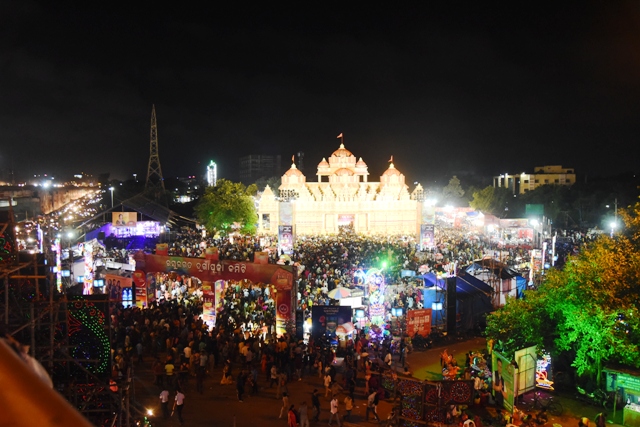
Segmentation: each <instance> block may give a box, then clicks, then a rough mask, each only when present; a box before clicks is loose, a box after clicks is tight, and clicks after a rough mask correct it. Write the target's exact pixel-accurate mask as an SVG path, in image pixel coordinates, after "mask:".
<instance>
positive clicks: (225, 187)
mask: <svg viewBox="0 0 640 427" xmlns="http://www.w3.org/2000/svg"><path fill="white" fill-rule="evenodd" d="M255 190H256V187H255V186H250V187H249V188H246V187H245V186H244V185H243V184H241V183H239V182H237V183H236V182H231V181H229V180H226V179H219V180H218V182H217V183H216V185H215V186H214V187H208V188H207V190H206V191H205V194H204V196H203V197H202V198H201V199H200V201H199V202H198V204H197V205H196V207H195V212H196V217H197V218H198V221H199V222H200V223H201V224H203V225H204V226H205V227H206V229H207V230H209V231H210V232H216V231H217V232H222V233H229V232H230V231H231V230H232V228H233V225H234V224H235V223H238V224H240V230H239V231H240V232H242V233H246V234H252V233H255V230H256V222H257V218H258V214H257V212H256V208H255V205H254V202H253V198H252V197H251V192H254V193H255Z"/></svg>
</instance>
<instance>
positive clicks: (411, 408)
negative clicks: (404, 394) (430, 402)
mask: <svg viewBox="0 0 640 427" xmlns="http://www.w3.org/2000/svg"><path fill="white" fill-rule="evenodd" d="M420 400H421V396H403V398H402V403H401V405H400V406H401V409H400V414H401V415H402V416H403V417H404V418H409V419H411V420H420V419H422V407H421V406H422V405H420Z"/></svg>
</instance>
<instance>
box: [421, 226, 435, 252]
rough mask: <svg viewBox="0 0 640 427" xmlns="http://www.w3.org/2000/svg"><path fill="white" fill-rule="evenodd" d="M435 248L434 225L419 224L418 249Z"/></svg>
mask: <svg viewBox="0 0 640 427" xmlns="http://www.w3.org/2000/svg"><path fill="white" fill-rule="evenodd" d="M434 246H435V225H433V224H420V248H421V249H422V250H425V249H428V248H433V247H434Z"/></svg>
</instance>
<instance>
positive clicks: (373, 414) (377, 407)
mask: <svg viewBox="0 0 640 427" xmlns="http://www.w3.org/2000/svg"><path fill="white" fill-rule="evenodd" d="M370 413H373V416H374V417H375V419H376V421H380V417H378V392H377V391H374V392H373V393H371V394H370V395H369V397H368V398H367V412H366V415H365V417H364V419H365V421H369V414H370Z"/></svg>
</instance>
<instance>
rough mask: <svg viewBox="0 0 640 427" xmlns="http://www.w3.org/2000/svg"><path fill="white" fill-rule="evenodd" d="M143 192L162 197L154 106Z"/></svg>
mask: <svg viewBox="0 0 640 427" xmlns="http://www.w3.org/2000/svg"><path fill="white" fill-rule="evenodd" d="M144 189H145V192H146V193H148V194H149V195H153V196H154V197H156V198H159V197H162V198H164V194H165V188H164V179H163V178H162V166H160V156H159V155H158V125H157V124H156V106H155V105H153V106H152V109H151V143H150V145H149V167H148V169H147V182H146V183H145V185H144Z"/></svg>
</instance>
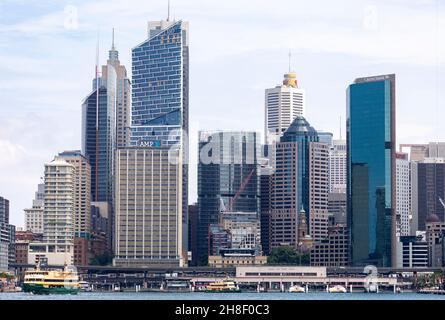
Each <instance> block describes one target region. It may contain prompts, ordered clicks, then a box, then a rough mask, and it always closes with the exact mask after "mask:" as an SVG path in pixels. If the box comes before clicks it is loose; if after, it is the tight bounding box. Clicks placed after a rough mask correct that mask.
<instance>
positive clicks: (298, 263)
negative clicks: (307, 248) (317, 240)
mask: <svg viewBox="0 0 445 320" xmlns="http://www.w3.org/2000/svg"><path fill="white" fill-rule="evenodd" d="M267 263H268V264H278V265H297V266H308V265H310V254H309V253H299V252H297V251H296V250H295V248H293V247H289V246H286V247H278V248H275V249H273V250H272V252H271V254H270V256H269V257H268V258H267Z"/></svg>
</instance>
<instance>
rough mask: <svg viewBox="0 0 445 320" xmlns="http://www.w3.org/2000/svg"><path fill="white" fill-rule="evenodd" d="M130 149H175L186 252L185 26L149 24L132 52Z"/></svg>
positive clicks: (175, 22) (161, 23)
mask: <svg viewBox="0 0 445 320" xmlns="http://www.w3.org/2000/svg"><path fill="white" fill-rule="evenodd" d="M131 115H132V117H131V118H132V119H131V134H130V145H131V146H140V147H160V146H161V147H167V146H175V147H176V148H178V149H179V150H180V153H179V158H180V162H181V163H182V169H181V176H178V179H179V180H178V181H177V182H178V183H179V182H180V183H182V187H181V190H182V205H181V207H182V210H183V213H182V219H183V221H182V222H181V225H182V228H183V230H182V232H181V234H182V236H183V239H182V244H183V245H182V247H183V248H184V250H185V252H186V251H187V250H188V243H187V242H188V229H187V224H188V212H187V210H188V143H189V141H188V129H189V24H188V22H185V21H170V20H169V19H167V20H166V21H150V22H148V38H147V39H146V40H145V41H143V42H142V43H141V44H139V45H137V46H136V47H134V48H133V49H132V111H131Z"/></svg>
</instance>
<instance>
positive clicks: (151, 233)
mask: <svg viewBox="0 0 445 320" xmlns="http://www.w3.org/2000/svg"><path fill="white" fill-rule="evenodd" d="M169 151H170V148H168V147H158V148H149V147H147V148H139V147H128V148H120V149H118V150H117V157H116V196H115V210H116V214H115V225H116V229H115V249H114V252H115V257H114V260H113V264H114V265H115V266H138V267H145V266H165V267H166V266H171V267H174V266H176V267H180V266H184V265H186V263H187V251H184V250H183V247H182V246H183V241H182V239H183V235H182V230H183V229H182V221H183V219H182V212H183V211H182V190H181V188H182V182H181V179H180V177H181V174H182V173H181V170H182V165H181V164H180V163H179V164H175V163H172V162H170V161H169Z"/></svg>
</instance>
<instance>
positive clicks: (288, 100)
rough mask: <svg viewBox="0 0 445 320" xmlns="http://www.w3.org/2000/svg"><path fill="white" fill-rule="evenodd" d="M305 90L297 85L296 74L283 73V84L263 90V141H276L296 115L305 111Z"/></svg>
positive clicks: (281, 134) (300, 115) (298, 114)
mask: <svg viewBox="0 0 445 320" xmlns="http://www.w3.org/2000/svg"><path fill="white" fill-rule="evenodd" d="M305 103H306V102H305V91H304V90H303V89H301V88H299V87H298V81H297V75H296V74H295V73H293V72H290V71H289V73H286V74H285V75H284V80H283V84H282V85H279V86H276V87H275V88H270V89H266V92H265V124H264V132H265V141H266V144H271V143H273V142H274V141H275V142H278V141H279V139H280V137H281V136H282V135H283V133H284V132H285V131H286V130H287V128H289V126H290V125H291V123H292V122H293V121H294V119H295V118H296V117H297V116H304V113H305V109H306V107H305Z"/></svg>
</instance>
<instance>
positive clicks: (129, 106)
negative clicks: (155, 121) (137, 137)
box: [102, 29, 131, 148]
mask: <svg viewBox="0 0 445 320" xmlns="http://www.w3.org/2000/svg"><path fill="white" fill-rule="evenodd" d="M111 68H112V69H113V70H114V72H115V73H116V79H115V80H114V79H113V80H112V81H116V115H115V118H116V147H118V148H119V147H126V146H129V145H130V117H131V116H130V110H131V81H130V79H129V78H128V76H127V68H126V67H125V66H124V65H122V64H121V63H120V60H119V51H118V50H117V49H116V46H115V43H114V29H113V42H112V45H111V50H110V51H109V52H108V60H107V64H106V65H104V66H102V81H104V82H107V78H108V75H109V74H110V70H109V69H111ZM111 74H112V75H113V76H114V74H113V72H111Z"/></svg>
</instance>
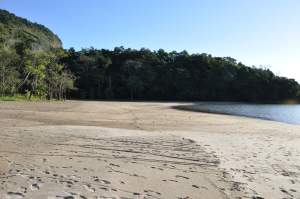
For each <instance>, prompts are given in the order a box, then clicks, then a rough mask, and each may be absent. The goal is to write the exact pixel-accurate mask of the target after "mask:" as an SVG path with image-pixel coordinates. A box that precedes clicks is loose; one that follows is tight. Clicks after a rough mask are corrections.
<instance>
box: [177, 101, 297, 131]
mask: <svg viewBox="0 0 300 199" xmlns="http://www.w3.org/2000/svg"><path fill="white" fill-rule="evenodd" d="M197 106H198V105H196V104H191V105H178V106H173V107H172V108H174V109H177V110H181V111H192V112H199V113H208V114H218V115H227V116H235V117H242V118H252V119H259V120H264V121H272V122H279V123H282V124H289V125H296V126H299V125H300V123H293V122H284V121H279V120H275V119H271V118H267V117H259V116H250V115H242V114H235V113H226V112H222V111H210V110H200V109H198V108H197Z"/></svg>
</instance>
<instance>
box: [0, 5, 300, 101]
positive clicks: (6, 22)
mask: <svg viewBox="0 0 300 199" xmlns="http://www.w3.org/2000/svg"><path fill="white" fill-rule="evenodd" d="M16 23H17V24H16ZM0 33H1V35H0V94H1V95H2V96H4V95H15V94H25V95H27V96H28V98H29V99H30V98H31V97H32V96H39V97H41V98H45V99H52V98H56V99H65V98H73V99H107V100H185V101H188V100H218V101H225V100H226V101H248V102H258V101H264V102H274V101H276V102H277V101H284V100H291V99H293V100H297V99H298V100H299V99H300V86H299V84H298V83H297V82H296V81H295V80H293V79H288V78H285V77H279V76H276V75H274V74H273V73H272V72H271V71H270V70H269V69H266V68H256V67H248V66H245V65H243V64H242V63H240V62H237V61H236V60H235V59H233V58H230V57H212V56H211V55H209V54H189V53H188V52H186V51H183V52H175V51H174V52H166V51H164V50H162V49H160V50H158V51H151V50H149V49H145V48H142V49H140V50H135V49H130V48H129V49H125V48H123V47H116V48H115V49H114V50H105V49H100V50H98V49H94V48H89V49H82V50H80V51H75V50H74V49H73V48H71V49H68V50H64V49H62V48H61V44H60V40H59V39H58V37H57V36H56V35H55V34H53V33H52V32H51V31H50V30H48V29H47V28H45V27H44V26H42V25H38V24H35V23H31V22H29V21H27V20H26V19H21V18H18V17H16V16H14V15H12V14H10V13H8V12H6V11H1V10H0ZM4 33H5V34H4ZM10 33H13V34H10ZM27 33H28V34H27Z"/></svg>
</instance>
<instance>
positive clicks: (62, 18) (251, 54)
mask: <svg viewBox="0 0 300 199" xmlns="http://www.w3.org/2000/svg"><path fill="white" fill-rule="evenodd" d="M0 8H2V9H6V10H8V11H10V12H13V13H15V14H16V15H18V16H22V17H25V18H28V19H30V20H31V21H34V22H38V23H41V24H44V25H45V26H47V27H49V28H50V29H51V30H52V31H54V32H55V33H56V34H58V35H59V37H60V38H61V39H62V41H63V44H64V47H65V48H69V47H75V48H76V49H80V48H81V47H90V46H94V47H96V48H108V49H112V48H114V47H115V46H124V47H130V48H141V47H146V48H150V49H152V50H157V49H159V48H163V49H165V50H167V51H171V50H177V51H181V50H187V51H188V52H190V53H198V52H199V53H202V52H205V53H209V54H212V55H214V56H231V57H233V58H236V59H237V60H239V61H242V62H243V63H245V64H247V65H256V66H260V65H263V66H267V67H270V69H271V70H272V71H273V72H275V73H276V74H279V75H284V76H287V77H290V78H295V79H297V80H298V81H299V82H300V62H299V57H300V12H299V10H300V1H299V0H26V1H25V0H0Z"/></svg>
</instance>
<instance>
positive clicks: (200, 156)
mask: <svg viewBox="0 0 300 199" xmlns="http://www.w3.org/2000/svg"><path fill="white" fill-rule="evenodd" d="M176 105H178V104H177V103H127V102H81V101H67V102H50V103H47V102H38V103H24V102H1V103H0V127H1V131H0V138H1V145H0V182H1V183H0V198H124V199H125V198H239V197H242V198H259V197H262V198H300V166H299V165H300V144H299V143H300V127H299V126H295V125H287V124H283V123H278V122H271V121H263V120H257V119H250V118H242V117H235V116H226V115H217V114H207V113H196V112H187V111H180V110H176V109H174V108H172V107H173V106H176ZM180 105H183V104H180Z"/></svg>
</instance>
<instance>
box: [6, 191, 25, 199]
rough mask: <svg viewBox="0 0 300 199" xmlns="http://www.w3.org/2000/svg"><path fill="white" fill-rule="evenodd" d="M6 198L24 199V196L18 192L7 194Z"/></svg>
mask: <svg viewBox="0 0 300 199" xmlns="http://www.w3.org/2000/svg"><path fill="white" fill-rule="evenodd" d="M6 195H7V198H12V199H20V198H24V197H25V195H24V194H22V193H19V192H7V194H6Z"/></svg>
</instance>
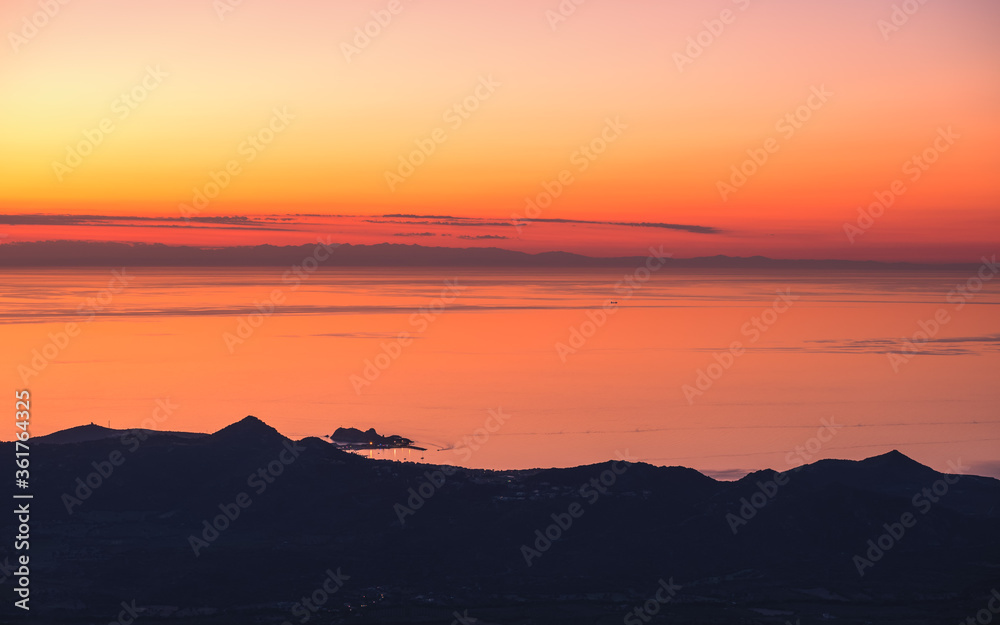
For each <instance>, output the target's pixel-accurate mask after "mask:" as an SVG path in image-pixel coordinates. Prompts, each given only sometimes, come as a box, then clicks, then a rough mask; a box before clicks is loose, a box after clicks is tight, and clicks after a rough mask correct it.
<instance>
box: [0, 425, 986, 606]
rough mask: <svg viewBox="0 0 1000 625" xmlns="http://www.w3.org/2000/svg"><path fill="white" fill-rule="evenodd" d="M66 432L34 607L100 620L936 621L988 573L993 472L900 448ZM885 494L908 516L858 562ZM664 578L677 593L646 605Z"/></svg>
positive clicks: (59, 459)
════
# Required action
The lines from the one with "box: [0, 425, 986, 606]" through the final line of the data are to be reproduced exactly, both included, with no other lines.

# Task response
box: [0, 425, 986, 606]
rough mask: <svg viewBox="0 0 1000 625" xmlns="http://www.w3.org/2000/svg"><path fill="white" fill-rule="evenodd" d="M66 432L34 607L100 620L936 621L988 573L993 472L900 448ZM885 494L908 516L858 562ZM664 578L677 593L646 605Z"/></svg>
positive clicks: (59, 459)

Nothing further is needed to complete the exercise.